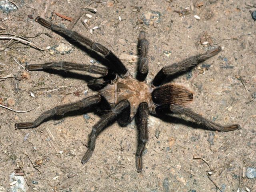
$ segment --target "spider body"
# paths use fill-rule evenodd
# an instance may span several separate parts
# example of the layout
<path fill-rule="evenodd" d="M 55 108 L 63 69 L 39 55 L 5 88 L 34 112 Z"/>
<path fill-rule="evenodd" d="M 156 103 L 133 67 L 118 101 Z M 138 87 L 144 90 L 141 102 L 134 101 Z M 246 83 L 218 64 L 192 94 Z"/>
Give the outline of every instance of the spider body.
<path fill-rule="evenodd" d="M 33 122 L 15 124 L 18 129 L 33 128 L 55 115 L 62 116 L 68 112 L 95 105 L 101 107 L 104 112 L 102 114 L 100 120 L 92 127 L 89 136 L 87 151 L 81 160 L 82 164 L 86 163 L 92 154 L 98 134 L 110 122 L 115 120 L 120 125 L 125 126 L 135 118 L 138 131 L 135 159 L 138 172 L 142 171 L 142 152 L 148 140 L 148 119 L 149 114 L 159 117 L 162 113 L 166 113 L 183 115 L 207 128 L 220 131 L 231 131 L 240 128 L 238 124 L 221 126 L 194 112 L 188 107 L 193 100 L 193 93 L 182 85 L 166 83 L 168 78 L 190 70 L 217 54 L 221 51 L 220 47 L 163 67 L 151 84 L 148 84 L 144 80 L 148 72 L 149 43 L 144 32 L 140 32 L 139 35 L 140 61 L 135 79 L 120 60 L 101 44 L 94 42 L 76 32 L 53 24 L 40 17 L 38 17 L 36 20 L 56 33 L 100 53 L 101 55 L 99 56 L 109 62 L 108 65 L 106 65 L 108 67 L 63 61 L 32 64 L 26 66 L 26 69 L 30 70 L 49 69 L 79 70 L 102 76 L 98 78 L 92 77 L 88 82 L 89 87 L 98 90 L 98 94 L 77 102 L 57 106 L 45 112 Z"/>
<path fill-rule="evenodd" d="M 154 106 L 151 97 L 154 88 L 144 82 L 138 81 L 130 76 L 126 78 L 118 77 L 112 84 L 100 90 L 99 94 L 110 105 L 118 104 L 123 100 L 130 104 L 130 118 L 133 118 L 141 103 L 146 103 L 151 110 Z"/>

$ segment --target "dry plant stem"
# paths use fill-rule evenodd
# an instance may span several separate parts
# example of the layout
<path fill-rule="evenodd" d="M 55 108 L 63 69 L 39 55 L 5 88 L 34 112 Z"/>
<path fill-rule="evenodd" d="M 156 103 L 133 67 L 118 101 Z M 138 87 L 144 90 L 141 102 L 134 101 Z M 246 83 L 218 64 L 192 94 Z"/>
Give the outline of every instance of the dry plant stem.
<path fill-rule="evenodd" d="M 99 95 L 95 95 L 85 98 L 80 101 L 70 103 L 67 105 L 61 105 L 54 107 L 46 111 L 33 122 L 19 123 L 15 124 L 17 129 L 28 129 L 38 126 L 45 120 L 54 115 L 63 115 L 65 113 L 89 107 L 100 101 Z"/>
<path fill-rule="evenodd" d="M 10 74 L 10 75 L 7 75 L 6 76 L 0 76 L 0 79 L 6 79 L 7 78 L 13 78 L 15 77 L 14 75 Z"/>
<path fill-rule="evenodd" d="M 19 7 L 17 6 L 17 5 L 13 1 L 11 1 L 10 0 L 9 0 L 9 2 L 10 2 L 11 3 L 12 3 L 12 4 L 13 4 L 17 8 L 17 9 L 18 10 L 19 9 Z"/>
<path fill-rule="evenodd" d="M 31 162 L 31 163 L 33 165 L 33 166 L 34 167 L 34 168 L 36 169 L 36 170 L 37 170 L 38 172 L 39 172 L 39 173 L 40 173 L 40 174 L 41 174 L 41 172 L 40 172 L 40 171 L 36 167 L 36 166 L 35 166 L 35 165 L 34 165 L 34 163 L 33 162 L 33 161 L 32 161 L 32 160 L 31 160 L 30 159 L 30 157 L 29 157 L 29 156 L 28 156 L 28 155 L 26 154 L 26 153 L 22 153 L 23 154 L 24 154 L 28 158 L 28 159 L 29 159 L 29 160 L 30 161 L 30 162 Z"/>
<path fill-rule="evenodd" d="M 10 110 L 11 111 L 14 111 L 14 112 L 16 112 L 16 113 L 26 113 L 27 112 L 29 112 L 30 111 L 31 111 L 32 110 L 34 110 L 35 109 L 35 108 L 36 108 L 35 107 L 34 107 L 32 109 L 30 109 L 30 110 L 28 110 L 27 111 L 17 111 L 17 110 L 14 110 L 14 109 L 11 109 L 10 108 L 9 108 L 8 107 L 6 107 L 5 106 L 4 106 L 3 105 L 1 105 L 0 104 L 0 107 L 3 107 L 4 108 L 5 108 L 6 109 L 8 109 L 9 110 Z"/>
<path fill-rule="evenodd" d="M 22 43 L 24 43 L 26 45 L 28 44 L 30 46 L 32 46 L 32 47 L 36 48 L 37 49 L 41 50 L 41 51 L 46 51 L 46 50 L 44 49 L 42 49 L 42 48 L 40 48 L 40 47 L 36 45 L 35 44 L 32 43 L 31 42 L 30 42 L 29 41 L 26 41 L 26 40 L 24 40 L 24 39 L 21 39 L 20 38 L 17 38 L 15 37 L 8 37 L 7 36 L 0 36 L 0 39 L 10 39 L 10 40 L 13 39 L 14 40 L 16 40 L 16 41 L 18 41 L 20 42 L 21 42 Z"/>
<path fill-rule="evenodd" d="M 196 156 L 196 155 L 194 155 L 193 156 L 193 159 L 200 159 L 201 160 L 202 160 L 203 161 L 204 161 L 204 162 L 205 162 L 205 163 L 207 164 L 207 165 L 208 165 L 208 166 L 209 166 L 209 168 L 210 168 L 210 171 L 214 171 L 214 168 L 213 167 L 213 166 L 212 166 L 211 164 L 210 164 L 210 163 L 209 163 L 207 161 L 207 160 L 206 160 L 205 159 L 204 159 L 203 158 L 202 158 L 198 156 Z"/>

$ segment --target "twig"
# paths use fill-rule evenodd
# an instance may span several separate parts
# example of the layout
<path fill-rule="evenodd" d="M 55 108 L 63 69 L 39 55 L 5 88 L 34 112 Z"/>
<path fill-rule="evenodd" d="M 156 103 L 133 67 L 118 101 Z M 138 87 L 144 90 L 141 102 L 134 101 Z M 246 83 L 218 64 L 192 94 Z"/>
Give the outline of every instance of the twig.
<path fill-rule="evenodd" d="M 34 167 L 34 168 L 36 169 L 36 170 L 37 170 L 38 171 L 38 172 L 40 173 L 40 174 L 41 174 L 41 172 L 40 172 L 40 171 L 37 168 L 36 168 L 36 166 L 35 166 L 35 165 L 34 165 L 34 163 L 30 159 L 30 157 L 29 157 L 29 156 L 28 156 L 28 155 L 27 155 L 26 153 L 22 153 L 23 154 L 24 154 L 25 155 L 27 156 L 28 158 L 28 159 L 29 159 L 29 160 L 30 161 L 30 162 L 31 162 L 31 163 L 33 165 L 33 166 Z"/>
<path fill-rule="evenodd" d="M 0 79 L 6 79 L 6 78 L 13 78 L 14 77 L 15 77 L 14 76 L 11 74 L 7 75 L 6 76 L 0 76 Z"/>
<path fill-rule="evenodd" d="M 1 104 L 0 104 L 0 107 L 3 107 L 4 108 L 5 108 L 6 109 L 8 109 L 9 110 L 10 110 L 12 111 L 14 111 L 14 112 L 16 112 L 16 113 L 26 113 L 27 112 L 29 112 L 30 111 L 31 111 L 32 110 L 34 110 L 35 109 L 35 108 L 36 108 L 35 107 L 34 107 L 32 109 L 28 110 L 27 111 L 17 111 L 16 110 L 14 110 L 14 109 L 11 109 L 10 108 L 9 108 L 8 107 L 6 107 L 5 106 L 4 106 L 3 105 L 1 105 Z"/>
<path fill-rule="evenodd" d="M 61 86 L 59 87 L 58 88 L 57 88 L 56 89 L 52 89 L 51 90 L 48 90 L 48 91 L 46 91 L 44 92 L 52 92 L 53 91 L 57 91 L 57 90 L 58 90 L 59 89 L 62 89 L 62 88 L 66 88 L 66 87 L 68 87 L 67 86 L 64 85 L 63 86 Z"/>
<path fill-rule="evenodd" d="M 70 30 L 72 29 L 75 25 L 76 24 L 77 22 L 78 21 L 78 20 L 80 19 L 81 17 L 82 17 L 82 16 L 84 14 L 84 10 L 82 10 L 82 11 L 81 11 L 81 12 L 80 12 L 78 14 L 78 15 L 77 15 L 77 16 L 75 18 L 73 21 L 70 22 L 70 23 L 68 24 L 68 27 L 67 27 L 67 29 Z"/>
<path fill-rule="evenodd" d="M 240 80 L 241 81 L 241 82 L 242 83 L 242 84 L 243 84 L 243 85 L 244 87 L 244 88 L 245 88 L 245 90 L 246 90 L 247 92 L 248 92 L 248 90 L 247 90 L 247 88 L 246 88 L 246 87 L 245 86 L 245 85 L 244 83 L 244 80 L 242 78 L 240 78 Z"/>
<path fill-rule="evenodd" d="M 214 168 L 213 167 L 213 166 L 212 166 L 211 164 L 210 164 L 210 163 L 207 162 L 208 161 L 207 160 L 206 160 L 205 159 L 203 158 L 201 158 L 200 157 L 198 157 L 198 156 L 196 156 L 196 155 L 194 155 L 193 156 L 193 159 L 200 159 L 201 160 L 202 160 L 204 162 L 205 162 L 206 164 L 207 164 L 208 166 L 209 166 L 209 168 L 210 168 L 210 171 L 213 171 L 214 170 Z"/>
<path fill-rule="evenodd" d="M 20 41 L 22 43 L 24 43 L 26 44 L 29 44 L 31 46 L 32 46 L 36 48 L 37 49 L 41 50 L 41 51 L 46 51 L 45 49 L 42 49 L 42 48 L 40 48 L 40 47 L 38 47 L 34 43 L 33 43 L 32 42 L 30 42 L 29 41 L 27 41 L 26 40 L 24 40 L 20 38 L 17 38 L 15 37 L 8 37 L 7 36 L 2 36 L 1 37 L 0 37 L 0 39 L 11 39 L 11 40 L 14 39 L 14 40 Z M 0 50 L 1 50 L 1 49 L 0 49 Z"/>
<path fill-rule="evenodd" d="M 19 10 L 19 8 L 17 6 L 17 5 L 16 4 L 15 4 L 15 3 L 14 2 L 13 2 L 12 1 L 10 1 L 10 0 L 9 0 L 9 2 L 10 2 L 11 3 L 12 3 L 12 4 L 13 4 L 18 9 L 18 10 Z"/>
<path fill-rule="evenodd" d="M 220 190 L 220 188 L 218 186 L 218 185 L 217 185 L 217 184 L 216 184 L 214 181 L 213 181 L 213 180 L 212 179 L 212 178 L 210 178 L 210 176 L 208 176 L 208 178 L 209 178 L 209 179 L 210 179 L 210 181 L 211 181 L 212 182 L 212 183 L 213 183 L 214 185 L 216 187 L 216 188 L 217 189 L 217 190 L 218 190 L 218 189 L 219 190 L 220 190 L 221 192 L 222 192 L 222 191 L 221 190 Z"/>
<path fill-rule="evenodd" d="M 14 61 L 18 65 L 19 65 L 21 67 L 22 67 L 22 68 L 23 68 L 24 70 L 25 70 L 26 71 L 28 71 L 29 72 L 29 71 L 28 70 L 27 70 L 26 69 L 26 68 L 25 68 L 25 67 L 24 67 L 21 64 L 20 64 L 19 63 L 19 62 L 18 62 L 18 61 L 16 60 L 16 59 L 15 59 L 14 57 L 12 57 L 12 58 L 13 59 L 13 60 L 14 60 Z"/>

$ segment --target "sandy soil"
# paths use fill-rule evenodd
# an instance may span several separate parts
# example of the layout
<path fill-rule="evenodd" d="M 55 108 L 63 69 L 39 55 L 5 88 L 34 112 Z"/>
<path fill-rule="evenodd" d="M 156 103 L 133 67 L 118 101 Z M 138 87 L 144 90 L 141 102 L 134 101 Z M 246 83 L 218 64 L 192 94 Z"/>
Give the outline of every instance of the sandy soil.
<path fill-rule="evenodd" d="M 0 107 L 0 191 L 216 191 L 214 184 L 222 192 L 246 191 L 246 187 L 255 191 L 256 179 L 243 177 L 247 167 L 256 166 L 256 23 L 249 11 L 256 9 L 254 1 L 106 0 L 91 5 L 97 13 L 85 12 L 92 18 L 84 14 L 75 25 L 74 30 L 121 57 L 134 76 L 138 34 L 146 31 L 150 42 L 149 83 L 165 65 L 212 47 L 222 48 L 217 56 L 173 81 L 194 92 L 191 107 L 195 111 L 222 124 L 238 123 L 242 129 L 213 132 L 182 117 L 161 120 L 150 116 L 141 174 L 135 166 L 134 121 L 125 127 L 114 123 L 106 129 L 85 165 L 80 160 L 88 135 L 99 119 L 94 113 L 78 112 L 36 128 L 14 129 L 16 122 L 33 120 L 57 105 L 95 94 L 84 81 L 86 73 L 80 72 L 84 77 L 74 72 L 28 72 L 14 61 L 25 66 L 50 61 L 89 64 L 99 59 L 34 20 L 40 16 L 66 27 L 70 22 L 52 12 L 75 18 L 90 1 L 13 1 L 18 10 L 0 12 L 1 26 L 5 26 L 0 32 L 26 37 L 42 48 L 51 47 L 40 51 L 0 40 L 0 102 L 20 111 L 35 108 L 19 113 Z M 99 27 L 92 34 L 81 22 L 85 19 L 90 28 Z M 56 51 L 59 45 L 66 49 L 64 52 Z M 3 78 L 8 75 L 11 78 Z M 210 161 L 210 167 L 194 156 Z M 15 176 L 18 167 L 22 175 Z"/>

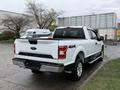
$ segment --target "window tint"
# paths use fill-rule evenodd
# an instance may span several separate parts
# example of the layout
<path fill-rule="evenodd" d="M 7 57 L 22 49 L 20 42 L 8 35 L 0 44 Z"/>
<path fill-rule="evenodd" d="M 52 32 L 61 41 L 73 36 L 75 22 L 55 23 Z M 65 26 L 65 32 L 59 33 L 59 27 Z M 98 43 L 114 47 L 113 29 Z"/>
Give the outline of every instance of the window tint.
<path fill-rule="evenodd" d="M 95 32 L 93 32 L 92 30 L 88 30 L 88 32 L 89 32 L 89 35 L 90 35 L 91 39 L 97 39 L 97 36 L 96 36 Z"/>
<path fill-rule="evenodd" d="M 85 39 L 83 28 L 56 29 L 53 38 L 80 38 Z"/>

☆ ☆ ☆ ☆

Copy the material word for word, from its beginning through the line that contains "154 106 L 151", and leave the pictures out of your copy.

◆ **RESPONSE TO THIS EXERCISE**:
$ segment --target "spider body"
# paths use fill-rule evenodd
# an instance may span several separate parts
# example of the layout
<path fill-rule="evenodd" d="M 55 108 L 63 69 L 39 55 L 5 88 L 34 112 Z"/>
<path fill-rule="evenodd" d="M 156 103 L 133 67 L 118 101 Z M 138 87 L 144 90 L 141 102 L 134 101 Z M 246 83 L 218 64 L 192 94 Z"/>
Give the outline of every instance of the spider body.
<path fill-rule="evenodd" d="M 33 122 L 15 124 L 18 129 L 33 128 L 55 115 L 62 116 L 68 112 L 95 105 L 101 107 L 104 112 L 102 114 L 100 120 L 92 127 L 89 136 L 87 151 L 81 160 L 82 164 L 86 163 L 92 154 L 98 134 L 110 122 L 115 120 L 120 125 L 125 126 L 135 118 L 138 131 L 135 159 L 138 172 L 142 171 L 142 152 L 148 140 L 148 119 L 149 114 L 159 117 L 162 113 L 166 113 L 183 115 L 207 128 L 220 131 L 231 131 L 240 128 L 238 124 L 221 126 L 194 112 L 188 107 L 193 100 L 193 93 L 182 85 L 166 83 L 168 78 L 190 70 L 217 54 L 221 51 L 220 47 L 163 67 L 151 84 L 148 84 L 144 80 L 148 72 L 149 43 L 144 32 L 140 32 L 139 35 L 140 61 L 135 79 L 120 60 L 101 44 L 94 42 L 76 32 L 53 24 L 40 17 L 38 17 L 36 20 L 56 33 L 100 53 L 101 55 L 99 56 L 109 62 L 108 65 L 106 65 L 108 67 L 63 61 L 32 64 L 26 66 L 26 69 L 30 70 L 49 69 L 79 70 L 102 76 L 98 78 L 92 77 L 88 82 L 89 87 L 98 90 L 98 94 L 77 102 L 57 106 L 45 112 Z"/>
<path fill-rule="evenodd" d="M 154 106 L 151 97 L 154 88 L 144 82 L 138 81 L 130 76 L 126 78 L 118 77 L 112 84 L 100 90 L 99 94 L 110 105 L 118 104 L 123 100 L 130 104 L 130 118 L 133 118 L 141 103 L 146 103 L 151 110 Z"/>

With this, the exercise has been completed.